■ REQUIRED WORK: Let the line containing "We need you to process the image above and detect sunlit" serve as the first line of the answer and the final line of the entries as its last, with every line between copied exactly.

■ RECORDS PROVIDED:
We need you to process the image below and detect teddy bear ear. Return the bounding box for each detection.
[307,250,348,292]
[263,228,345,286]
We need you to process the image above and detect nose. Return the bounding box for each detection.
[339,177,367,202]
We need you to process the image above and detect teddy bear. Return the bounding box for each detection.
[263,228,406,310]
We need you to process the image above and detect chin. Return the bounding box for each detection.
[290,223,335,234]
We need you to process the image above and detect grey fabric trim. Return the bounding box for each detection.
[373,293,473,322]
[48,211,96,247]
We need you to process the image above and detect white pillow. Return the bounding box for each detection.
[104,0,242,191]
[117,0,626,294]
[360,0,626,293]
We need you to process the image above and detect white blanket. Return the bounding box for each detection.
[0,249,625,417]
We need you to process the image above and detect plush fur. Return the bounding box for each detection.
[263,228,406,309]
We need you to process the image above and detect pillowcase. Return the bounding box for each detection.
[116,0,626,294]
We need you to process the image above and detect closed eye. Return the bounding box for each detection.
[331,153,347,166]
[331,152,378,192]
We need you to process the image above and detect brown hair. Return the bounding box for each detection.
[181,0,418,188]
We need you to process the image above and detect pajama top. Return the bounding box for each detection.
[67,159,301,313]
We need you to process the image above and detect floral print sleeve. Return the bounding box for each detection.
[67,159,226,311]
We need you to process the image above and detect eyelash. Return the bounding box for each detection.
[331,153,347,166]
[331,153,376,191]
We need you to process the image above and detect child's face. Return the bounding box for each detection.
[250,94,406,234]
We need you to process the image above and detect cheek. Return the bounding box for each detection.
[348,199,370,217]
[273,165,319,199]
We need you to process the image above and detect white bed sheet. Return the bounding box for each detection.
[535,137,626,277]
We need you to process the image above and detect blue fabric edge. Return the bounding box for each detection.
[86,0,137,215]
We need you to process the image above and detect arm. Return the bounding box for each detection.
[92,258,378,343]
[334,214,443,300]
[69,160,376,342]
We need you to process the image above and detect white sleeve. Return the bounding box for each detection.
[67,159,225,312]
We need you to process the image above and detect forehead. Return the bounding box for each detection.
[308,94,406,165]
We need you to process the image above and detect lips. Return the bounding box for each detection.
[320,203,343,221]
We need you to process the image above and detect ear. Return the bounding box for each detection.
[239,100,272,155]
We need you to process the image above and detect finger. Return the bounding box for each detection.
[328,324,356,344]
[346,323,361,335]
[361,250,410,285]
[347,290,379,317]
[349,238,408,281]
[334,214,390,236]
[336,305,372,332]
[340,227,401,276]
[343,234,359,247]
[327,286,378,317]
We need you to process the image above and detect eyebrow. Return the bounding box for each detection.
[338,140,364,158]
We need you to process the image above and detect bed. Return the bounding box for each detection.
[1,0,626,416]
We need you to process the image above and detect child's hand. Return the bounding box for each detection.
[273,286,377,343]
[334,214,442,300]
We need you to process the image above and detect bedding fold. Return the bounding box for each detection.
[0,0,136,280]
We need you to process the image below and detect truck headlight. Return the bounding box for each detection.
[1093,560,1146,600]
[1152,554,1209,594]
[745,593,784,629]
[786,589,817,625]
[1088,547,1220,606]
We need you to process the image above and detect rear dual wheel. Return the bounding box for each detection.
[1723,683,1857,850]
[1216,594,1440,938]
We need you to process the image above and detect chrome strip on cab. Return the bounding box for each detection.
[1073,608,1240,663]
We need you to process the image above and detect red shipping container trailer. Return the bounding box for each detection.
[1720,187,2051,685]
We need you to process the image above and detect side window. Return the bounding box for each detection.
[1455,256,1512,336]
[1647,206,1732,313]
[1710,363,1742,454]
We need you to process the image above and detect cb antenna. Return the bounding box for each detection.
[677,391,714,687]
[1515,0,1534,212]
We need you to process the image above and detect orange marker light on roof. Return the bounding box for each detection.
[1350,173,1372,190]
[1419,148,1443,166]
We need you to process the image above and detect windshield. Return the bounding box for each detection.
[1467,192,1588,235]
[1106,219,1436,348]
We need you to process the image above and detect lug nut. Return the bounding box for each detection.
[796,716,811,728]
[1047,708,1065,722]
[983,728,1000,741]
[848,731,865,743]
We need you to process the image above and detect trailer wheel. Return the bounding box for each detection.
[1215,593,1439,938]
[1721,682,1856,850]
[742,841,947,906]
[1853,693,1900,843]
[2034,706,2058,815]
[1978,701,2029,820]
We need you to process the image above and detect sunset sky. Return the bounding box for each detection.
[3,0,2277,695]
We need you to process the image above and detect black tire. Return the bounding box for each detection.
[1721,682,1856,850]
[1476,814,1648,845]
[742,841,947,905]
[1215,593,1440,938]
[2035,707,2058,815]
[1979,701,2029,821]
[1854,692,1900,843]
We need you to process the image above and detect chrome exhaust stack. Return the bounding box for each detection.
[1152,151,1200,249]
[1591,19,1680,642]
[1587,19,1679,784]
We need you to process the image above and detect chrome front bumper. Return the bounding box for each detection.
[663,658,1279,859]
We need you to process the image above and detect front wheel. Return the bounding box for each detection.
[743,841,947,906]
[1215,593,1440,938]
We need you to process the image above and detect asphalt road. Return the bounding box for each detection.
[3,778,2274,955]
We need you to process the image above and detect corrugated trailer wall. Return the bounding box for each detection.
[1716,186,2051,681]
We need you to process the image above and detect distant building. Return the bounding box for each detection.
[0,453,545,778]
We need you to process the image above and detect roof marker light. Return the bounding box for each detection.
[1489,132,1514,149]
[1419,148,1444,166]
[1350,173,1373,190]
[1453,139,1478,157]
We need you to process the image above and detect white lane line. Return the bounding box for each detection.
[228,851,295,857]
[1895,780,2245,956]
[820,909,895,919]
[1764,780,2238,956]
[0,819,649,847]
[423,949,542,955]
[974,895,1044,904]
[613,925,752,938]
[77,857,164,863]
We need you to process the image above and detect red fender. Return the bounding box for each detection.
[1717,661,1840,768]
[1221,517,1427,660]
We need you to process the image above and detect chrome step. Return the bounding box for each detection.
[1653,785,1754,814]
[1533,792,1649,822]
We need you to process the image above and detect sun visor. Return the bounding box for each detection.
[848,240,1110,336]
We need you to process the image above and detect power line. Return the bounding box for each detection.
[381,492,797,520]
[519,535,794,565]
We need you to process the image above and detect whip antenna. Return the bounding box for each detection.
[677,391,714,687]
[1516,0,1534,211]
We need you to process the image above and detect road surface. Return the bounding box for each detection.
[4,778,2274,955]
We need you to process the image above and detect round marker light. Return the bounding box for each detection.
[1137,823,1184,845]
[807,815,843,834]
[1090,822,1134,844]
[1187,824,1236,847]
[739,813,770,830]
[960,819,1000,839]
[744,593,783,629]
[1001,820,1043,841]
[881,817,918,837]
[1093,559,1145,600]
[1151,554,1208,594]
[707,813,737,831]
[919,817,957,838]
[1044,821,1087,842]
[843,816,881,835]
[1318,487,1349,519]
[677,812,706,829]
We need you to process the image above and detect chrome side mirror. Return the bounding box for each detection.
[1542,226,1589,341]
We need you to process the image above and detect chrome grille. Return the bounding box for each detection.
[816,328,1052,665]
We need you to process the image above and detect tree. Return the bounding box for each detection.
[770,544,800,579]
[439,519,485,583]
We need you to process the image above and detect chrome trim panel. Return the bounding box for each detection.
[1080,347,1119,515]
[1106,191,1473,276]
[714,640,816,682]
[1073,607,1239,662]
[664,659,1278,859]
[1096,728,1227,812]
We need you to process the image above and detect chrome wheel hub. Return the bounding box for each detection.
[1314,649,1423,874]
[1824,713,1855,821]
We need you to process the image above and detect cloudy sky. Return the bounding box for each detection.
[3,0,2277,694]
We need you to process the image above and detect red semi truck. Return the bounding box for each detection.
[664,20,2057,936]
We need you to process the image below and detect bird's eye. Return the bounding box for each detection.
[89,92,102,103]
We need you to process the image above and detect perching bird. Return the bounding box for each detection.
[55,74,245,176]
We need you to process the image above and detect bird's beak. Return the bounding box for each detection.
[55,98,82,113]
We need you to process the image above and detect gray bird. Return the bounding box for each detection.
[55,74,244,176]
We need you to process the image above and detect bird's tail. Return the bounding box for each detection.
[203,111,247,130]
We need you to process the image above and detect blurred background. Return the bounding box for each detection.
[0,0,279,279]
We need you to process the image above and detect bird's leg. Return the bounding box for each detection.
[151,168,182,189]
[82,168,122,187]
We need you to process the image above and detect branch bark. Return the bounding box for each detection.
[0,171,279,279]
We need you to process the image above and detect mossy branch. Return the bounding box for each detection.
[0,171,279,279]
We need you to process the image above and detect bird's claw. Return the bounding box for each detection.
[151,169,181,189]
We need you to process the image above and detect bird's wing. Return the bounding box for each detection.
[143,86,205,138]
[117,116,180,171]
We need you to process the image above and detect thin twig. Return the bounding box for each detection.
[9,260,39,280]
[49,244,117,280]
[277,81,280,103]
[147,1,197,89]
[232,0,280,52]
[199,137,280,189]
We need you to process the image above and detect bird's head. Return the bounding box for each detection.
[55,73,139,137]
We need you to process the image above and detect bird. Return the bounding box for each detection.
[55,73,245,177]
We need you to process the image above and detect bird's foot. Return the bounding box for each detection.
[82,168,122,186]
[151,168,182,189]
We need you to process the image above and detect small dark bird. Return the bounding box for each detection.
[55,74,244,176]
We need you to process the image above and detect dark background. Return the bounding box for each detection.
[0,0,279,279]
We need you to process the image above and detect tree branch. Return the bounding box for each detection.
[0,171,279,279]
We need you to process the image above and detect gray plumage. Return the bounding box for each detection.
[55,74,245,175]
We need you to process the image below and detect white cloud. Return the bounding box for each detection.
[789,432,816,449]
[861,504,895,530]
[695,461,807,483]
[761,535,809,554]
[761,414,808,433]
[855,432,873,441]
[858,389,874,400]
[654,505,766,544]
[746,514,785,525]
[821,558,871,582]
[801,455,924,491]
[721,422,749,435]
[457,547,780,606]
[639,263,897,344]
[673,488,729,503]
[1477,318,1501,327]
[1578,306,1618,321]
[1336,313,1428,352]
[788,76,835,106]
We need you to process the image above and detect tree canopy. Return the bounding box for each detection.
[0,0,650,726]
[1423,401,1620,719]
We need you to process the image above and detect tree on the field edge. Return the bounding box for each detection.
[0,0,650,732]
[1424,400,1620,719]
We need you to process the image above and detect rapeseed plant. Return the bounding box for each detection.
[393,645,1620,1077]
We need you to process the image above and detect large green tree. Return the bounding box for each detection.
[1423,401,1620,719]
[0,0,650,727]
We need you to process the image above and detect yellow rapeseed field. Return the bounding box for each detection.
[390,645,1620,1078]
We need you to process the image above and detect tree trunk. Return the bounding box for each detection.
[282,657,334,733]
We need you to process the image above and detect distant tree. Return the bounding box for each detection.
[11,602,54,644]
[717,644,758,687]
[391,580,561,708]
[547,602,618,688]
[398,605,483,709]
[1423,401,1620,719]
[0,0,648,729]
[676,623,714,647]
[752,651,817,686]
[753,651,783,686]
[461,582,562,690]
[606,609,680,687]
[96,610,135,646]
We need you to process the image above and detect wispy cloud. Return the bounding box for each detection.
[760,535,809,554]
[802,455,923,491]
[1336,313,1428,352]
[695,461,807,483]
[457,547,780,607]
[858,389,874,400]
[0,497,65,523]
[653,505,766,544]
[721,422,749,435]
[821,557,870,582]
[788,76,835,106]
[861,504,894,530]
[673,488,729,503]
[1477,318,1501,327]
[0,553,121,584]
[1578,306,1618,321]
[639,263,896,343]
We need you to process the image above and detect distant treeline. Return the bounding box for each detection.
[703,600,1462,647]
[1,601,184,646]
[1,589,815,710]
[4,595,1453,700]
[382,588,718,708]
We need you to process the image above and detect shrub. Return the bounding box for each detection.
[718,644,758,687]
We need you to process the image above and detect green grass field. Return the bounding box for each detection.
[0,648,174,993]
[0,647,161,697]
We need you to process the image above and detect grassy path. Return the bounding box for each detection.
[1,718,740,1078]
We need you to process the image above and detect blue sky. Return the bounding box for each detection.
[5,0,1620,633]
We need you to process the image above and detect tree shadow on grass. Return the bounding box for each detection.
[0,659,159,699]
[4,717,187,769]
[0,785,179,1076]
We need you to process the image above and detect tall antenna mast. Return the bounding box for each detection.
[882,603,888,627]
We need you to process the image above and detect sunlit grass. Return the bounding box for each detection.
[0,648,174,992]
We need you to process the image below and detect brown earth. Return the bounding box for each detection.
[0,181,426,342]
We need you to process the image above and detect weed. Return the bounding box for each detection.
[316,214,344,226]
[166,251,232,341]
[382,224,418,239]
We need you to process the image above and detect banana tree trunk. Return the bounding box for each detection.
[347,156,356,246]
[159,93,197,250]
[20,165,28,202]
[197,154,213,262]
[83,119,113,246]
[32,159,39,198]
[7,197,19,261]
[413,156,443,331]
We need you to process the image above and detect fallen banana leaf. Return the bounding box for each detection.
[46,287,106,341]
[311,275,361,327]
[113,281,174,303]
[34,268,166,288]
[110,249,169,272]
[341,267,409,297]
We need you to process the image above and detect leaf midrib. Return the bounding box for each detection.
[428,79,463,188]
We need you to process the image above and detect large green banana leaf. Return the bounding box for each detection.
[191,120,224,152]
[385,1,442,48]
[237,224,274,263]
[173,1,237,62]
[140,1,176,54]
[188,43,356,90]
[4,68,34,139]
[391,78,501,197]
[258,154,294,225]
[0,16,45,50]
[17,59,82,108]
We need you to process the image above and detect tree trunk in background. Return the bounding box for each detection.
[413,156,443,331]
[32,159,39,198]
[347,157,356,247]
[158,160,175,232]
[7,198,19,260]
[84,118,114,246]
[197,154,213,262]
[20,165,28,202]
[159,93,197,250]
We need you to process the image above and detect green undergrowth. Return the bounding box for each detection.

■ EXERCISE OUTPUT:
We need you to process the image above and detect sunlit grass. Return the bounding box for each detection.
[0,648,174,992]
We need you to process the image below and detect brown earth. Return the bounding box for each detection.
[0,181,426,342]
We need you to process the image above and detect weed. Return the bounding box for each detection.
[316,214,344,226]
[166,251,232,341]
[382,224,418,239]
We need you to process the image above and detect banana tree trunk. Return the bounding box for each detection.
[347,156,356,246]
[159,93,197,250]
[20,165,28,202]
[197,154,213,262]
[83,119,113,246]
[32,159,39,198]
[7,197,19,261]
[413,156,443,331]
We need you to process the image above and detect fallen banana leaf. Return the bounding box for each detection.
[46,287,106,341]
[311,275,361,327]
[113,281,174,303]
[34,268,166,288]
[110,249,169,272]
[341,267,409,297]
We need you to process the image above and detect leaf midrib. Return the bounding box for each detection.
[428,79,463,188]
We need you to process the image above and detect large green banana leaf. Return the bounding box for each detection.
[191,120,224,152]
[385,1,442,48]
[237,224,274,263]
[173,1,237,62]
[140,1,176,54]
[188,43,356,90]
[4,68,34,139]
[391,78,501,197]
[258,154,294,225]
[0,16,45,50]
[17,59,82,108]
We need you to process the image above and detect tree trunk in background. Return the bounding box for each detection.
[413,156,443,331]
[32,159,39,198]
[347,157,356,247]
[158,160,175,232]
[7,198,19,260]
[84,118,114,246]
[197,154,213,262]
[20,165,28,202]
[159,93,197,250]
We need you to process the image above and detect green undergrowth. Return the bounding box for each detection.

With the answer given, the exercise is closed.